Given exercise |
Rewrite the items below, substituting "widest" for "thickest" and keeping everything else the same.

Supplied entries |
----

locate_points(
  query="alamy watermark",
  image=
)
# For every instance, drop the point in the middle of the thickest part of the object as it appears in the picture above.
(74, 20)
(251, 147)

----

Exercise response |
locate_points(
  query="alamy watermark",
  image=
)
# For every instance, drop the point in the middle of the widest part of the object as it appears in the picture above.
(74, 20)
(251, 147)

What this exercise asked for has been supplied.